***** Excerpt provided

Jewish cemetery Zarzeka

Address
Zarzeka

Location
voivodeship lubelskie, county puławski, commune Wąwolnica - obszar wiejski

In the second half of the 16th century, Wąwolnica was mostly likely granted the de non tolerandis Judaeis privilege alongside other royal towns in the region (Krasnystaw, Radom, Lublin).

However, 17th-century municipal registers from Lublin include a number of references to individual Jews from the town, which may suggest that the ban on Jewish settlement was not rigidly enforced.

Preserved documents show that in the second half of the 18th century, the local Jews leased propination rights (production and sale of alcoholic beverages), mills, inns, and the collection of bridge tolls. The earliest mention of Jewish residents of Wąwolnica can be found in town records from 1771. Data assembled during poll tax collection in 1778 indicates that 18 Jews lived in Wąwolnica at the time.

The Jewish community was rapidly growing in size, especially after the Third Partition of Poland in 1795. According to documents from 1804, the local Jews purchased of a plot of land for the purpose of erecting a synagogue. The Jewish community in Wąwolnica was initially subordinate to the Jewish community in Kazimierz Dolny, where they buried their dead. We do not know the exact date of the foundation of an independent kehilla in Wąwolnica or the establishment of the local cemetery. We can only assume that the latter followed soon after the former.

**********

* Tasks *
1. Answer these questions about the Zarzeka cemetery text:
(a) In what year do town records first mention Jewish residents of Wąwolnica?
(b) According to the 1778 poll tax data, how many Jews lived in Wąwolnica?
(c) Where did the Jews of Wąwolnica bury their dead while their community was subordinate to another?
2. Please extend the Zarzeka cemetery text with the part that comes next, starting after its final sentence.

***** Records provided

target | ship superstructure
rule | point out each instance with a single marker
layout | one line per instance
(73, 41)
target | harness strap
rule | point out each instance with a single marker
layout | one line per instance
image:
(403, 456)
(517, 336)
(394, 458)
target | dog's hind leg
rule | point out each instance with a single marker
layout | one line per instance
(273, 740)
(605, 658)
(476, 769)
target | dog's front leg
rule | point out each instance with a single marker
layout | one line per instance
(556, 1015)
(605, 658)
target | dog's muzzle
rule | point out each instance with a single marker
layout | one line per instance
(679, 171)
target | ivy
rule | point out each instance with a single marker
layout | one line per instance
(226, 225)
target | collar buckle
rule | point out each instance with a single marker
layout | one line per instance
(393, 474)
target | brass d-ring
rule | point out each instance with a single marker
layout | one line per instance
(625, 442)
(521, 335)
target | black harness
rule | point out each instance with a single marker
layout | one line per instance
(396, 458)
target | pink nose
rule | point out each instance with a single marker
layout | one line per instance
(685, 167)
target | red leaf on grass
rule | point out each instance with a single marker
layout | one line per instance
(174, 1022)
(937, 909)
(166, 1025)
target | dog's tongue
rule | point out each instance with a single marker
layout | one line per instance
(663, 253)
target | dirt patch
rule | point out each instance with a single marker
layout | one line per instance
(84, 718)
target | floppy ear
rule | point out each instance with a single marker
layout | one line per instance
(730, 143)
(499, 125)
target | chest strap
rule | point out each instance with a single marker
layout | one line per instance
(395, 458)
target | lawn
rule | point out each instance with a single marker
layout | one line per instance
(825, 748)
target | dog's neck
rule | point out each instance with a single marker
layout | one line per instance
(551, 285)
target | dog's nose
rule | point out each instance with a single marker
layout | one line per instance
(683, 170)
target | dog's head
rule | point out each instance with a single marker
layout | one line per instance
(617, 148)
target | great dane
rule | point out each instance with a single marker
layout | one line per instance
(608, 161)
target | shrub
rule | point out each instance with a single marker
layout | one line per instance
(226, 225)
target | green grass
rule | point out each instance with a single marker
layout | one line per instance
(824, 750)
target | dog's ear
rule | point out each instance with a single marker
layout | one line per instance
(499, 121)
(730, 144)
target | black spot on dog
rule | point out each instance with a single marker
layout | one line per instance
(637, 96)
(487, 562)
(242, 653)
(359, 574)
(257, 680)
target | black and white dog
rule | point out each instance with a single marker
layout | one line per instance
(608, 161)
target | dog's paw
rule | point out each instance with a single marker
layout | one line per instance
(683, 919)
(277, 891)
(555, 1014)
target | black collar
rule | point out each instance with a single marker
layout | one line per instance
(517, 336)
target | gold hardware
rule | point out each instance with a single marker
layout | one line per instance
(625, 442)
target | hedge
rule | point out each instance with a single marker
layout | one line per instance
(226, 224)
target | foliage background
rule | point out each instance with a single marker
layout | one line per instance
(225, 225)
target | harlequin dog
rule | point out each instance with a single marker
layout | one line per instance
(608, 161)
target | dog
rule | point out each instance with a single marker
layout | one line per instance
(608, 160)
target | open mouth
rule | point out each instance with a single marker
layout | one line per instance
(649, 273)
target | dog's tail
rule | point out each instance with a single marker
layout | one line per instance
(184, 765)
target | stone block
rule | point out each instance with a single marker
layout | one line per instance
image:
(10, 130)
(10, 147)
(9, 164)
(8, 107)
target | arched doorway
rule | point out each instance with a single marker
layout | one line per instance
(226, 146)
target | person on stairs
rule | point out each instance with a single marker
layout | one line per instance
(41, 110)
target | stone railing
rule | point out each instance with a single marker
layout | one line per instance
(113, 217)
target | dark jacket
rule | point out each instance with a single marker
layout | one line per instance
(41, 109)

**********

* Solved tasks *
1.
(a) 1771
(b) 18
(c) Kazimierz Dolny

2.
Records from 1826 mention the presence of a synagogue supervision in Wąwolnica. The Jewish cemetery was likely founded in the same period. A map published in Sankt Petersburg in 1839 labels the area as “Jewish Tombstones” – information for the publication was collected in the 1820s and 1830s. However, no trace of the necropolis can be found in the town plan issued in 1820. The matzevot preserved in the cemetery do not help in determining the exact date of its establishment, as the oldest one (which was still present at the site in 1992) dates back to 1846.

The Description

The Jewish cemetery in Wąwolnica was established on a hill in the village of Zarzeka. In 1870, it covered an area of 88 square rods (1,650 square meters). Its area had been enlarged twice before World War II. In 1939, it had a total area of 0.45 hectares and was fenced with a limestone wall to the east, a plank fence to the west, and barbed wire to the north and south. The entrance gate was located in the south-western corner of the necropolis.

Regular burials were held at the cemetery until the spring of 1942. During the war, it served as a burial place for people murdered in the town. In the spring of 1942, the bodies of 80 Jews shot by the Germans in the Market Square were transported to the site and laid to rest in a mass grave. It is believed that a total of ca. 300 people were buried in mass graves on the premises of the cemetery.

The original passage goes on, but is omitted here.